TASKS:
- a) Answer these questions using the passage about Hachikō:
(i) What breed of dog was Hachikō?
(ii) At which station did Hachikō greet his owner at the end of the day?
(iii) For how many years did Hachikō wait after his owner failed to return?
- b) Duplicate word for word the part of the passage about Hachikō starting at "Take the example" and ending at "the town’s folk.".

Sustainable is an overused word these days. All for the right reasons, of course! But how often is the word used in the context of relationships? Of the relationships between the domesticated dog and man? I suspect rarely.
Take the example of the Japanese Akita dog called Hachi, (Hachikō in Japanese) that I wrote about almost a year ago.
In 1924, Hidesaburō Ueno, a professor in the agriculture department at theUniversity of Tokyo took in Hachikō as a pet. During his owner’s life Hachikō saw him out from the front door and greeted him at the end of the day at the nearby Shibuya Station. The pair continued their daily routine until May 1925, when Professor Ueno did not return on the usual train one evening. The professor had suffered from a cerebral hemorrhage at the university that day. He died and never returned to the train station where his friend was waiting. Hachikō was loyal and every day for the next nine years he waited sitting there amongst the town’s folk.

EXCERPTED DATA:
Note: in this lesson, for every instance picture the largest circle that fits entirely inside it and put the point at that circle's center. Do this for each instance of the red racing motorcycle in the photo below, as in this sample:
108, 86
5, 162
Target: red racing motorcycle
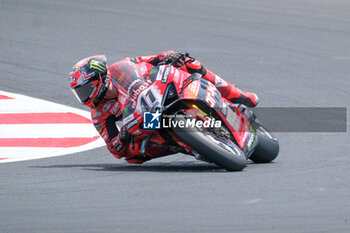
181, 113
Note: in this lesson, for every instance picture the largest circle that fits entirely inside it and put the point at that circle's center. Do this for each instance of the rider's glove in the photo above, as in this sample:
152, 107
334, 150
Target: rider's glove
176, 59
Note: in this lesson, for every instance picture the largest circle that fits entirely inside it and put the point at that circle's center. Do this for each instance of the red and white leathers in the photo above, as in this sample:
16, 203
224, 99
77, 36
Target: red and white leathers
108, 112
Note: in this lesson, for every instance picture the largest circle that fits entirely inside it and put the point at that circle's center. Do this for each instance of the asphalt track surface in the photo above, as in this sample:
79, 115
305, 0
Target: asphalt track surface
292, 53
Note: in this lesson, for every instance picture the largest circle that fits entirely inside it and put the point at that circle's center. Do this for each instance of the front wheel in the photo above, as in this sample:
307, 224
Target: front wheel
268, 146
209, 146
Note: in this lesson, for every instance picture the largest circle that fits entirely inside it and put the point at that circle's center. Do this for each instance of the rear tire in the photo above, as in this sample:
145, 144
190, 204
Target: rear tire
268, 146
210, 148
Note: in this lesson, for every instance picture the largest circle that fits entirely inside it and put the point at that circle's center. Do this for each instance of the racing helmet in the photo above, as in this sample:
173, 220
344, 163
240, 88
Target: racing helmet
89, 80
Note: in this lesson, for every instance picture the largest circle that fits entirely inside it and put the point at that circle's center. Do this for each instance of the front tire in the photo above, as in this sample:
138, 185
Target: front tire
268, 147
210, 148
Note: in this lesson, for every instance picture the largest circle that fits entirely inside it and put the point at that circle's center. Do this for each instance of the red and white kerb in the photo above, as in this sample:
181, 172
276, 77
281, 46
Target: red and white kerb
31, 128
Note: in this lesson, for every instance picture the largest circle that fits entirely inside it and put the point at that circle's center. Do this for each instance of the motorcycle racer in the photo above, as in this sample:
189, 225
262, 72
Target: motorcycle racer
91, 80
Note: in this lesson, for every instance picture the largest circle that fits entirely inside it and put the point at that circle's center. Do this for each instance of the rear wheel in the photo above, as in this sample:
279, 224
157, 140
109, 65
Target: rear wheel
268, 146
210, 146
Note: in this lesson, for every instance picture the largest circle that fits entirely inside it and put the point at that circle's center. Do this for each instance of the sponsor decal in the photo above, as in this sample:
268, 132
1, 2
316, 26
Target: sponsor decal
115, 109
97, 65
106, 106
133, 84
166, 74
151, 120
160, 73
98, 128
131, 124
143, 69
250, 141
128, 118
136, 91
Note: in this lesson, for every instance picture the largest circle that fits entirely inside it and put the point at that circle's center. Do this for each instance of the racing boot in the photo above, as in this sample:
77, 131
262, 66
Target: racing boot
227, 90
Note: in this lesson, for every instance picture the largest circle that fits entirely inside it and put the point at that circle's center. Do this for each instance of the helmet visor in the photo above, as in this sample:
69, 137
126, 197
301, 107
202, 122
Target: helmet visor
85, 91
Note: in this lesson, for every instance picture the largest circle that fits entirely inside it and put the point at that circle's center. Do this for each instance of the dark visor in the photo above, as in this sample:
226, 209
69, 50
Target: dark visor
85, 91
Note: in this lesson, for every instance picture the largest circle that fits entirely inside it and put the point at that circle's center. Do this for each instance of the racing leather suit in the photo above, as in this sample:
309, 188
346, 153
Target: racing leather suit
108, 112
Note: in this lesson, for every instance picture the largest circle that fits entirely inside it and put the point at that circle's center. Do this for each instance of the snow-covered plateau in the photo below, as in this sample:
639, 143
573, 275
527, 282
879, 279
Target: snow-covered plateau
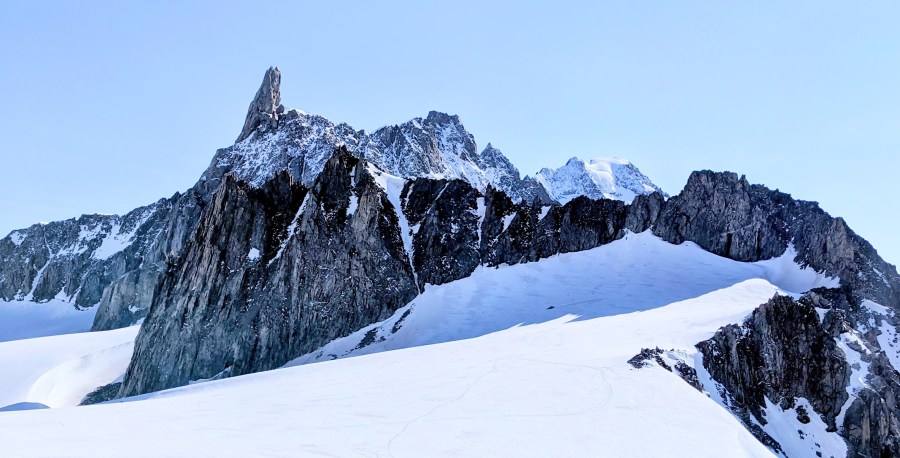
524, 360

RESULTS FOR THE EXERCISE:
- a)
(i) A Japanese Akita.
(ii) Shibuya Station.
(iii) Nine years.

- b)
Take the example of the Japanese Akita dog called Hachi, (Hachikō in Japanese) that I wrote about almost a year ago.
In 1924, Hidesaburō Ueno, a professor in the agriculture department at theUniversity of Tokyo took in Hachikō as a pet. During his owner’s life Hachikō saw him out from the front door and greeted him at the end of the day at the nearby Shibuya Station. The pair continued their daily routine until May 1925, when Professor Ueno did not return on the usual train one evening. The professor had suffered from a cerebral hemorrhage at the university that day. He died and never returned to the train station where his friend was waiting. Hachikō was loyal and every day for the next nine years he waited sitting there amongst the town’s folk.